>>>>>

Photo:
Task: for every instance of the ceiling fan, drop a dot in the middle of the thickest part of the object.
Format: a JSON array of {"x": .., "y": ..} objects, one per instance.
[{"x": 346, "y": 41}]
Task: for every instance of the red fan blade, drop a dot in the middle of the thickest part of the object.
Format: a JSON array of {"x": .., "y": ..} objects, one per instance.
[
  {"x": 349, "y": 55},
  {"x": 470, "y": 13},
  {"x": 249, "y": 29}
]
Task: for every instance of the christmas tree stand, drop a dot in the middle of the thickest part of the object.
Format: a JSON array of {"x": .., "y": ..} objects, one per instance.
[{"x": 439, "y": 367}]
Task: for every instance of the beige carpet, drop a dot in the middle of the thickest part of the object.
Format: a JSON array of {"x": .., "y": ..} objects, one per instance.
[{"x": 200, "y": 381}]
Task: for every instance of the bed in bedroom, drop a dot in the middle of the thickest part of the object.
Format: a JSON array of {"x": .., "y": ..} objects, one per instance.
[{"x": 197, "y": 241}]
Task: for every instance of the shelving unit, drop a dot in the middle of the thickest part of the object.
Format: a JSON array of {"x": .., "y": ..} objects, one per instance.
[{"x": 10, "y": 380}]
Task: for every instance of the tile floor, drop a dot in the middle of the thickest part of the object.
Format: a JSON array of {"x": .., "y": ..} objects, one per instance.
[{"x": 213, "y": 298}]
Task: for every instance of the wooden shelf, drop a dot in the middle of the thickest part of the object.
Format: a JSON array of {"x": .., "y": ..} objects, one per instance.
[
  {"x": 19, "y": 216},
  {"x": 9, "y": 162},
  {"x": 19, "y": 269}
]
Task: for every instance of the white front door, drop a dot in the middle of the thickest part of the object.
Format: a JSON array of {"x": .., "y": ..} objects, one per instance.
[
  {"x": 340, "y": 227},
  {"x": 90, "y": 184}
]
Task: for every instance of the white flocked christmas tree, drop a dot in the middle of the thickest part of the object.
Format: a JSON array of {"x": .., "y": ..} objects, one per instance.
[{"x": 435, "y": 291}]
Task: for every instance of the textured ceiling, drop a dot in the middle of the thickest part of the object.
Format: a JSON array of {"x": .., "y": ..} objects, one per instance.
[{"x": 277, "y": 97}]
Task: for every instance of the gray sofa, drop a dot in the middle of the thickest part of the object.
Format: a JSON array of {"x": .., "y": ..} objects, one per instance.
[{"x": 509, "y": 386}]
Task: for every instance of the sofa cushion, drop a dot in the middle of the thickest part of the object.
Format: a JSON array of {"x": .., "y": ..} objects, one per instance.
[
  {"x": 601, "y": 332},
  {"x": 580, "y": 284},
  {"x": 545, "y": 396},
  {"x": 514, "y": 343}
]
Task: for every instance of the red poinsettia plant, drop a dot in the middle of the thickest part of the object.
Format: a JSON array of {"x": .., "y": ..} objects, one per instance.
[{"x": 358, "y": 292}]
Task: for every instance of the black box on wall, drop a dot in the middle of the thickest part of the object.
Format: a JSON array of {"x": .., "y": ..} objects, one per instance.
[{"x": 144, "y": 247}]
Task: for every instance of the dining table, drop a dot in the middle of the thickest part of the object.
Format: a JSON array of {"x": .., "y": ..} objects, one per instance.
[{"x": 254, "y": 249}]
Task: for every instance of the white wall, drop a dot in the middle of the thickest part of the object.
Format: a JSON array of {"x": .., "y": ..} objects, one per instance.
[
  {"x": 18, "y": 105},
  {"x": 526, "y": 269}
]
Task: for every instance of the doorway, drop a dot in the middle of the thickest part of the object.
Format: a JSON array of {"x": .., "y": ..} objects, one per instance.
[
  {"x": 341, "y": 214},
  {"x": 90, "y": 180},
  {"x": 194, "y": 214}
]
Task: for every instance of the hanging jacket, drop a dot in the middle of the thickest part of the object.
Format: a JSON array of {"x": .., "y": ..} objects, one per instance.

<<<<<

### [Exercise brief]
Restate all of the material exactly.

### [Answer box]
Photo:
Task: for every instance of the ceiling fan, drop a dot in the middle of the thickest part of the object.
Format: a JSON array of {"x": .., "y": ..} objects, one per instance.
[{"x": 346, "y": 41}]
Task: for every instance of the red fan blade, drop a dot in the middle of the thickest part of the object.
Format: a JSON array of {"x": .., "y": ..} objects, one per instance.
[
  {"x": 349, "y": 55},
  {"x": 470, "y": 13},
  {"x": 249, "y": 29}
]
Task: for every instance of the christmas tree stand, drop a dot in the middle of the thickest part of the object.
Format: a JSON array of {"x": .., "y": ..} objects, one per instance.
[{"x": 439, "y": 367}]
Task: for every instance of the beige carpet, drop a dot in the middle of the thickest part of the object.
Format: a JSON array of {"x": .., "y": ..} objects, one per instance.
[{"x": 200, "y": 381}]
Task: for every instance of the bed in bedroom, drop a dot in the middle of the thickest part of the object.
Format: a JSON array of {"x": .., "y": ..} objects, one per instance.
[{"x": 197, "y": 241}]
Task: for every instance of the shelving unit, drop a dot in the middle of the thickest part of the object.
Format: a JSON array of {"x": .., "y": ..} objects, one per instance.
[{"x": 10, "y": 380}]
Task: for every instance of the tile floor, drop a dot in the middle of the thickest part of the object.
Format: a JSON array of {"x": .., "y": ..} objects, one per instance.
[{"x": 213, "y": 298}]
Task: for every instance of the wooden shelf, drop a dot in the middle of the thickest part of the object.
Format: a JSON array of {"x": .., "y": ..} objects, one per instance.
[
  {"x": 19, "y": 216},
  {"x": 9, "y": 162},
  {"x": 19, "y": 269}
]
Task: for every instance of the white front door, drop a dot in the middle of the thickest part of the object.
Format: a JSON array of {"x": .., "y": ..} objects, one per instance.
[
  {"x": 340, "y": 227},
  {"x": 90, "y": 184}
]
Task: for every instance of the white flocked christmas tree, drop a dot in the middle of the thickest part of the object.
Format: a JSON array of {"x": .., "y": ..} objects, one per instance.
[{"x": 435, "y": 291}]
Task: for every instance of the textured ceiling, drop a dot in the middle of the thickest part of the object.
Format: a JSON array of {"x": .., "y": ..} objects, one per instance.
[{"x": 277, "y": 97}]
Task: for every instance of the gray sofa, drop a dot in the middle of the thickest part of the object.
Format: a JSON array of {"x": .., "y": ..} objects, one per instance.
[{"x": 509, "y": 386}]
Task: for every instance of the sofa cushion, drop a dot in the middle of the thickest part of the object.
Format: a JSON array of {"x": .., "y": ..} objects, one per instance.
[
  {"x": 601, "y": 332},
  {"x": 580, "y": 284},
  {"x": 545, "y": 396},
  {"x": 514, "y": 343}
]
Task: for every instance of the red poinsettia plant, drop a dot in the middle of the thickest part of the object.
Format: a JSON array of {"x": .., "y": ..} objects, one per instance.
[{"x": 358, "y": 292}]
Task: for every instance of the black box on wall, drop a dot in the middle of the thickest part of the object.
Format: a JSON array of {"x": .., "y": ..} objects, one per instance.
[{"x": 144, "y": 247}]
Task: for every instance of the dining table, drop a dot in the middle of the thickest part of the object.
Format: a JSON array of {"x": .., "y": ..} objects, one per instance.
[{"x": 254, "y": 249}]
Task: for every instance of the white wall, drop a dot in the middle of the thickest part of the object.
Format: a JSON array of {"x": .., "y": ..} objects, one per instance.
[
  {"x": 18, "y": 105},
  {"x": 526, "y": 269}
]
Task: for every instance of the doorway, drop a dot in the middle of the thickest part of the object.
Format: a JSON array of {"x": .., "y": ..} objects, one per instance.
[
  {"x": 341, "y": 214},
  {"x": 90, "y": 180},
  {"x": 194, "y": 214}
]
Task: for every instance of the hanging jacket, drop a dot in the middle of the thickest part of the object.
Format: a JSON array of {"x": .., "y": ..} objects, one per instance.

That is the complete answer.